Given information:
☆ ☆ ☆ ☆ ☆
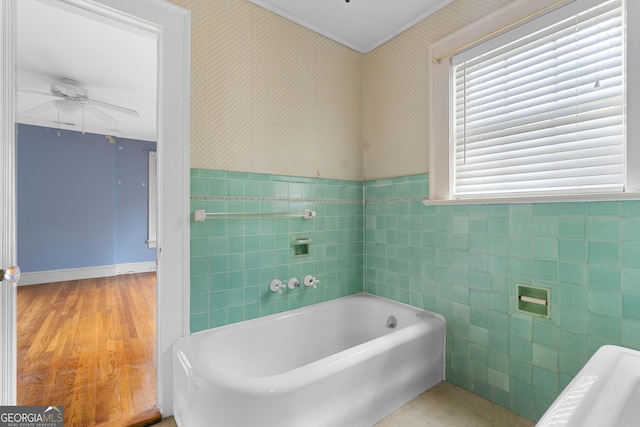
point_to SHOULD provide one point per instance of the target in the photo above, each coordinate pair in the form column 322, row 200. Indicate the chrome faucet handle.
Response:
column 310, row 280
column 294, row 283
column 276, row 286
☆ ☆ ☆ ☆ ☆
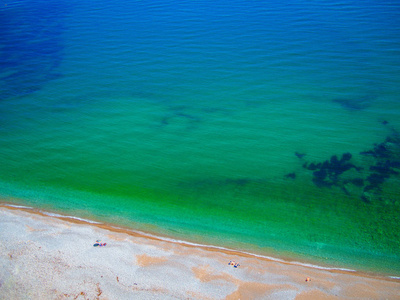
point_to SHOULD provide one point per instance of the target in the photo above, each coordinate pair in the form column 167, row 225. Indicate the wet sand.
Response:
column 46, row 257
☆ ☆ ☆ ☆ ☆
Stated problem: Return, unchanged, the lines of the records from the line containing "the wet sand." up to and including the line containing "column 46, row 257", and nothing else.

The result:
point_to SHOULD provide one point per instance of the target in the photo above, each coordinate pair in the form column 167, row 225. Indicate the wet sand.
Response:
column 46, row 257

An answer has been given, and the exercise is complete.